Given instruction => Rewrite each of the records, replacing "hibiscus petal" with "flower petal" and keeping everything else the same.

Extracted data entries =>
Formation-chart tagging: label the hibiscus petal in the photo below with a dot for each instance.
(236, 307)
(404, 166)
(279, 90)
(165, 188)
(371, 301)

The result =>
Formation-chart tagging: label the flower petal in the photo below with a dot for each instance.
(236, 307)
(404, 166)
(279, 90)
(165, 188)
(371, 301)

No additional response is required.